▶ _Entries_
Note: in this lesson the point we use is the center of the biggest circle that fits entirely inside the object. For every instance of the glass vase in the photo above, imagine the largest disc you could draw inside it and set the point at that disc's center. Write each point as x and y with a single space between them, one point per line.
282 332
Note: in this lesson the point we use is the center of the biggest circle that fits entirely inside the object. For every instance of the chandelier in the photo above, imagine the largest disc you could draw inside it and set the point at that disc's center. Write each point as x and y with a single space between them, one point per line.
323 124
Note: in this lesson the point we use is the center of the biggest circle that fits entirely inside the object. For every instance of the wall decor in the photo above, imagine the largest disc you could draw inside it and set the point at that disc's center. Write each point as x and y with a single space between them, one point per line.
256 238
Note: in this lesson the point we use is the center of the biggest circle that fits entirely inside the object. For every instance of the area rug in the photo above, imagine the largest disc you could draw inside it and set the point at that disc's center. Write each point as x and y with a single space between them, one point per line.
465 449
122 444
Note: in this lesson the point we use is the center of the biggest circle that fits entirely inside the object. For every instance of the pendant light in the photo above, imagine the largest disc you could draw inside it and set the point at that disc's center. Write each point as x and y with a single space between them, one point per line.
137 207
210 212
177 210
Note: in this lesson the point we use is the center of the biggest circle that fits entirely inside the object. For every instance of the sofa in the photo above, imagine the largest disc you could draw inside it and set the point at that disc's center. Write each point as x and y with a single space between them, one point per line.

▶ _Given instruction_
Please extract the part of the listing that opens with the line containing "of the pendant" and closes with the listing's final line, reproducing those lines without any changes.

▶ _Task solution_
Note: in this lesson the point we use is the center of the biggest circle that fits entirely inside the object. For every instance of the pendant light in the photo above, imagine the largest disc you could draw inside it and set the point at that disc's center. Write each point as x and y with a single space between them, one point per line.
137 207
210 212
177 210
Note: in this lesson the point we use is the center of the biggest circle that fits entirely inside the object. For every instance of the sofa in the photo above, imagine the largest disc you could draw inside it and set the point at that disc's center. Write each point as x and y with a single space between them, one point per line.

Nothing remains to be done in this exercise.